Exercise:
Output every record below precisely as it is written.

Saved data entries
/---
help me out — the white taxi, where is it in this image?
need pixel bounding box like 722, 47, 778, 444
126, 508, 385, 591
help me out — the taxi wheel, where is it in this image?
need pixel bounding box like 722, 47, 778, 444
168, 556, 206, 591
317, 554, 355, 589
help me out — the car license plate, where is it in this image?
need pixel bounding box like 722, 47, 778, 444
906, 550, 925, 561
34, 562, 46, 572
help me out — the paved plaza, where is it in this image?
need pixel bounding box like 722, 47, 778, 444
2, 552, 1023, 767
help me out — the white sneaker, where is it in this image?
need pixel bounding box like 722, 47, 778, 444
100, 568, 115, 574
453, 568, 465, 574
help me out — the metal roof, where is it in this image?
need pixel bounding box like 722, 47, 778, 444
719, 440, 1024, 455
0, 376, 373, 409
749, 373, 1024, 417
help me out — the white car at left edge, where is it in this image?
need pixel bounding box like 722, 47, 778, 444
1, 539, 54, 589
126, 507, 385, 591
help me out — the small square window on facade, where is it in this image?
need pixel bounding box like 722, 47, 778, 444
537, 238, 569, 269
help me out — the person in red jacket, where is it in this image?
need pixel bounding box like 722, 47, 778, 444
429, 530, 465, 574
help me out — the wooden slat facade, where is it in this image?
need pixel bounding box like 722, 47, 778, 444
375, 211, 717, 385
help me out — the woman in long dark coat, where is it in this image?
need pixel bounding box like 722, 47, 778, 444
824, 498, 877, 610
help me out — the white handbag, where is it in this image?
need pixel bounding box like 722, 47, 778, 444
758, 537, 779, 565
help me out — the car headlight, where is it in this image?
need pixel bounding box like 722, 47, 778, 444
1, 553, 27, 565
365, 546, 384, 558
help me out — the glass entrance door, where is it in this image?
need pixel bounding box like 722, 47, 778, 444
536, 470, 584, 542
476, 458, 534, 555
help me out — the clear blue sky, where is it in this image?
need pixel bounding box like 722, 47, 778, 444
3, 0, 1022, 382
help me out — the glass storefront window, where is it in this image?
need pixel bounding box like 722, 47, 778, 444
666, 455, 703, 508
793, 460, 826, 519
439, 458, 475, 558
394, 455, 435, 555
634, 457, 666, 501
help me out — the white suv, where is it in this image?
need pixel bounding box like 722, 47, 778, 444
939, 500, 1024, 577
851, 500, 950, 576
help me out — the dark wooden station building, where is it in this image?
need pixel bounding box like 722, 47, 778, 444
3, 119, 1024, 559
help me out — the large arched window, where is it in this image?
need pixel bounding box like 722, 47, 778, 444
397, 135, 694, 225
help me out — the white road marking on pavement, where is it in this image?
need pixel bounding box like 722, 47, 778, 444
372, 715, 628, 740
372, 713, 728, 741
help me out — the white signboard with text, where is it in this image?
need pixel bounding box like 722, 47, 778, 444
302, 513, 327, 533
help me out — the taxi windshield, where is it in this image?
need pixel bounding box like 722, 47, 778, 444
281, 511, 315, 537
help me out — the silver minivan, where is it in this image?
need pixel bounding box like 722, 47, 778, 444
\---
Completed task:
help me out — the white taxi, where is it in this image?
need pixel bounding box like 722, 47, 778, 444
126, 508, 385, 591
help me out — the taxi wheel, where is it in this image?
need pixel bounding box like 722, 47, 778, 444
168, 556, 206, 591
317, 554, 355, 589
help me out — the car license plate, where is it in this image?
need pixel bounding box like 722, 47, 778, 444
906, 550, 925, 561
34, 562, 46, 572
help me out — the paved plaza, where is it in this image?
need pixel bounding box like 722, 47, 778, 444
2, 552, 1023, 767
help me out — the white sneaker, where is it in this image?
need pixel bounding box like 722, 47, 778, 444
100, 568, 115, 574
453, 568, 465, 574
help me out — the metal roof, where is it in this image?
need pixel bounding box like 722, 47, 778, 444
719, 440, 1024, 455
0, 376, 373, 409
749, 373, 1024, 417
help me out — the white car at left edge, where is it in this image?
need pixel bounding box like 722, 47, 778, 444
1, 539, 54, 589
126, 507, 385, 591
help me out — the small square window on facade, where is it in this image?
need pixel bounding box like 722, 47, 778, 444
537, 238, 569, 269
help me out — the person in red jacket, where is it in this image?
need pixel bounding box like 722, 47, 778, 444
429, 530, 465, 574
help me out — the wooden slat facade, where is it in this image?
need pixel bounding box like 722, 47, 778, 444
375, 211, 717, 385
help me out — the woman in long dark coat, where is it in this image?
need pixel bounding box like 722, 47, 778, 444
824, 498, 877, 610
help me out — the white handbag, where is it in this image?
need pixel bounding box like 722, 47, 778, 444
758, 537, 779, 565
help me out — the car headlight, where is it in this image?
need pixel bounding box like 722, 47, 778, 444
1, 553, 27, 565
365, 546, 384, 558
help me out — the glass entrance door, where is it in this image?
need pixel bounding box like 722, 47, 778, 444
536, 470, 584, 542
476, 458, 534, 555
help me out — the clear blue sky, where is it in this image?
need pixel bounding box like 722, 47, 778, 444
3, 0, 1022, 382
help me out — the glass storefront window, where is it in this image?
need pixel bounding box like 722, 47, 778, 444
666, 455, 703, 508
793, 460, 826, 519
439, 458, 475, 558
394, 455, 435, 555
634, 457, 666, 501
help me out — the white suv, where is it in this image?
need pixel bounding box like 722, 47, 778, 444
939, 500, 1024, 577
851, 500, 950, 576
help me out — the dark wooden station building, where is it in this image?
need pixel bounding box like 722, 47, 778, 444
3, 119, 1024, 559
help me out — the large arched window, where is it in this image?
need pixel bounding box like 722, 47, 778, 444
397, 135, 694, 225
help me out — the white road marking on pavement, where is it in this image?
need pixel bounding box like 722, 47, 778, 444
372, 715, 628, 740
372, 713, 728, 741
help me out — the white signboard with text, where is it in this image?
need pixel bounding box like 722, 47, 778, 444
302, 513, 327, 533
help me out — the taxi windshield, where is it in this image?
need pixel bounding box like 722, 47, 778, 444
281, 511, 315, 537
help me out — the silver minivan, where is it in this image?
need pixel bounding box like 722, 47, 778, 444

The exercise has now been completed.